TAREA 1: Cita del texto sobre la Avenida La Playa el pasaje que va desde "A las diez de" hasta "tangos y ocio.", ambos incluidos.
TAREA 2: Según el texto sobre la Avenida La Playa, ¿con qué entrenaban esgrima los paisas de antes?

EXTRACTO:
========================

A las diez de la mañana empieza a caminar la gente de un
lado a otro de la Avenida La Playa, esa calle de Medellín que con sus palmeras,
bustos de gente ilustre, amplios andenes, cantinas y vendedores,
sigue evocando la calle principal de un pueblo. De uno nostálgico, que
escarba entre los coletazos del progreso y la industrialización, una esencia
remota de literatura, tangos y ocio.
Porque el paisa viejo era ocioso. Empezó a trabajar porque
el mundo adquirió una especie de razón social en la que tomaron fuerza el
trabajo como valor indiscutible y la acumulación de capital como abreviatura del
honor y la dignidad. Los de antes no eran así. Entrenaban esgrima con machete,
se juntaban a tocar guitarra y a trovar, jugaban parqués, lulo y dominó, fumaban
con los amigos en largas tardes de conversación, atendían sin mayor esfuerzo la
granja familiar y solo trabajaban en el tiempo que la libertad les dejaba
libre.

========================

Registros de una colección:

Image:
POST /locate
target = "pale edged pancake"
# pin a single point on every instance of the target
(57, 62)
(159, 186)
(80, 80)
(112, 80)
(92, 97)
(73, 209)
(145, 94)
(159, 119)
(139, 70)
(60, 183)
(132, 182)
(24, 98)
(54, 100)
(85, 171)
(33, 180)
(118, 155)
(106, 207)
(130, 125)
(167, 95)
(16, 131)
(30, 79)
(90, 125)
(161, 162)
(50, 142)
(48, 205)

========================

SOLUCIÓN 1:
A las diez de la mañana empieza a caminar la gente de un
lado a otro de la Avenida La Playa, esa calle de Medellín que con sus palmeras,
bustos de gente ilustre, amplios andenes, cantinas y vendedores,
sigue evocando la calle principal de un pueblo. De uno nostálgico, que
escarba entre los coletazos del progreso y la industrialización, una esencia
remota de literatura, tangos y ocio.

SOLUCIÓN 2: Con machete.